• **LISTED ENTRIES**:
---

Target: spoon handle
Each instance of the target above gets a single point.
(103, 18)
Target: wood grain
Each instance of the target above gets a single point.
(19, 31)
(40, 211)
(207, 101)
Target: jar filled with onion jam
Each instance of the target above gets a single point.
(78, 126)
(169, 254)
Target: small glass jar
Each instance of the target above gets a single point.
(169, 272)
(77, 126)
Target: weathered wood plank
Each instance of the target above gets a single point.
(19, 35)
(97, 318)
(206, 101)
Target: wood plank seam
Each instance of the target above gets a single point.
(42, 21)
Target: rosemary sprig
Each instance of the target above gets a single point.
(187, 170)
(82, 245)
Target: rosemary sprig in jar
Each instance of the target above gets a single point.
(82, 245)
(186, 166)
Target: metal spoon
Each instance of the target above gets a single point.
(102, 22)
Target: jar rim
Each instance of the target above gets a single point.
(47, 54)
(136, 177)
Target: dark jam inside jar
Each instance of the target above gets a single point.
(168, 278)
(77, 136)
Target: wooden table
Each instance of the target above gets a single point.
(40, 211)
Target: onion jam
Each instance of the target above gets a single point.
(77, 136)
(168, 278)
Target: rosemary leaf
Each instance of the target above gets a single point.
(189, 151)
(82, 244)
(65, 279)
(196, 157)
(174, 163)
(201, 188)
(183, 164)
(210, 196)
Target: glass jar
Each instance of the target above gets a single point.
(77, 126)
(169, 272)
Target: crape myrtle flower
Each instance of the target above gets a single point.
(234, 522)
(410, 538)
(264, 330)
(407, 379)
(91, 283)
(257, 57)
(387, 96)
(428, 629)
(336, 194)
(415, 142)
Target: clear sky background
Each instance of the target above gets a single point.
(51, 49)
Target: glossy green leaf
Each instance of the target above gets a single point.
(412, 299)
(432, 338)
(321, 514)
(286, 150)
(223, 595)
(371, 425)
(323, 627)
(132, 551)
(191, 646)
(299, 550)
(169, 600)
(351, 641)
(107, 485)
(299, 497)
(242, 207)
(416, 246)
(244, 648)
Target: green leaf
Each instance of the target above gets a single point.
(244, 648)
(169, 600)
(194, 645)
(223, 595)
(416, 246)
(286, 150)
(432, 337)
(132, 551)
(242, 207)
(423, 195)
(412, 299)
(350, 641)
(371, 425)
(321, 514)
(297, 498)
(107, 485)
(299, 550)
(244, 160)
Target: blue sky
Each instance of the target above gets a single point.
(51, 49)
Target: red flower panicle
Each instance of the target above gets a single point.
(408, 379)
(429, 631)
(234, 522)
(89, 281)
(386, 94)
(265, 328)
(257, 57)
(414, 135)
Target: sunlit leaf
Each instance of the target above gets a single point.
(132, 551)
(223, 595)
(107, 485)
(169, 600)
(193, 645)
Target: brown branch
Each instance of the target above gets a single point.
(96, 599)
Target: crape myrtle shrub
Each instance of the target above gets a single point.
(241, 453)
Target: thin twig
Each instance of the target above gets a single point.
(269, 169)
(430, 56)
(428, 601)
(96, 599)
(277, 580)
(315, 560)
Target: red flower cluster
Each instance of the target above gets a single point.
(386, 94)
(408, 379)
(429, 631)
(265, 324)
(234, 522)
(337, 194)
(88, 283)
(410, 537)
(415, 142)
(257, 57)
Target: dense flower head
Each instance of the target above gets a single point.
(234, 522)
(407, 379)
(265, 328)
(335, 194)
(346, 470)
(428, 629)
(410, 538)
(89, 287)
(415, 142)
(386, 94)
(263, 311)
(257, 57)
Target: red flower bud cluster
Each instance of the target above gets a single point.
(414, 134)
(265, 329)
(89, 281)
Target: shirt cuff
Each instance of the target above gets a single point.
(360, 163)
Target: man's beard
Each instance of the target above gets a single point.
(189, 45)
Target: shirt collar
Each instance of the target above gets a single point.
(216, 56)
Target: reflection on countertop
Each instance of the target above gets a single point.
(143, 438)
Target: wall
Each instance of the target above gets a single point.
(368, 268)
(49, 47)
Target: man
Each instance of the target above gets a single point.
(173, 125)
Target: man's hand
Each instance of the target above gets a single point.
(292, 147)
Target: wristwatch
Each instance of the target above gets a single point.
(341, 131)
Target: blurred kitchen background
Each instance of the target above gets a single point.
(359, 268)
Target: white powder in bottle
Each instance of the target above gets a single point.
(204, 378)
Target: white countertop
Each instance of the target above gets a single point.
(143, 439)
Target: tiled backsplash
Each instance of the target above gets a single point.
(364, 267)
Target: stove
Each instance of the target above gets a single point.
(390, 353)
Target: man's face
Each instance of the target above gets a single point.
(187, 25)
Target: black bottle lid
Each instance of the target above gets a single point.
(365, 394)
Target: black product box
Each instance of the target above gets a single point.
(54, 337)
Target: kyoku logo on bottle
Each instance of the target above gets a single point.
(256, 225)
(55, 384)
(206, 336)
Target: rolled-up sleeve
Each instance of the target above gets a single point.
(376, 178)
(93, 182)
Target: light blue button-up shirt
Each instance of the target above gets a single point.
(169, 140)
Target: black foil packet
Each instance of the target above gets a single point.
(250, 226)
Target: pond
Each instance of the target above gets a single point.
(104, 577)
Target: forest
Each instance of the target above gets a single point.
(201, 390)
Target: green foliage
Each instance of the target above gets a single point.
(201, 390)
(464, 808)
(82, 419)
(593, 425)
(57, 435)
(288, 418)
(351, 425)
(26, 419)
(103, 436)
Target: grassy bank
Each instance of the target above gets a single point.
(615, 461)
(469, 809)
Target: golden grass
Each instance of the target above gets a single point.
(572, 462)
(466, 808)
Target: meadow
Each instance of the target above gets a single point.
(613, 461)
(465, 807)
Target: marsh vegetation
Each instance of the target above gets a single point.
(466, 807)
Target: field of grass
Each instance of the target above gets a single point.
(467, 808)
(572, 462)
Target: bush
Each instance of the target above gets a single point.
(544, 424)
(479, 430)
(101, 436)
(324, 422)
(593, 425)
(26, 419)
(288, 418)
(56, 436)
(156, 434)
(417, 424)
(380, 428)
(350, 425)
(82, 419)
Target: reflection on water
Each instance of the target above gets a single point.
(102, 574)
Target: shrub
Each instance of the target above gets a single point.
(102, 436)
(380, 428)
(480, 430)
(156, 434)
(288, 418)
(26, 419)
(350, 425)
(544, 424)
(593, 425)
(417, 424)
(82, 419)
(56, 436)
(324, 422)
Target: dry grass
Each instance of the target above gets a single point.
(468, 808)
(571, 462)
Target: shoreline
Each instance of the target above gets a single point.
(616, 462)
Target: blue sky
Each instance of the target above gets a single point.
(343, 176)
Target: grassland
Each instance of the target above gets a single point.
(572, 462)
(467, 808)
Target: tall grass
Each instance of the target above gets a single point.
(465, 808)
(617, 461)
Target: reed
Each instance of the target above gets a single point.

---

• **WRITTEN EXERCISE**: Write out once more the lines above beginning at the line with "Target: reflection on water"; continue through the final line and stop there.

• **RESPONSE**:
Target: reflection on water
Each instance of the target above gets a single point.
(102, 574)
Target: shrub
Each instance of the target above gets a single point.
(102, 436)
(380, 428)
(480, 430)
(156, 434)
(288, 418)
(26, 419)
(350, 425)
(544, 424)
(593, 425)
(417, 424)
(82, 419)
(56, 436)
(324, 422)
Target: dry grass
Each instance of the target above gets a single point.
(468, 808)
(571, 462)
Target: shoreline
Each instance of the target above gets a single point.
(616, 462)
Target: blue sky
Each instance of the target above gets a single point.
(343, 176)
Target: grassland
Each instance of the target above gets a single point.
(572, 462)
(467, 808)
Target: tall grass
Each instance of the target above gets a single point.
(465, 808)
(617, 461)
Target: reed
Each instance of the target above gets a single point.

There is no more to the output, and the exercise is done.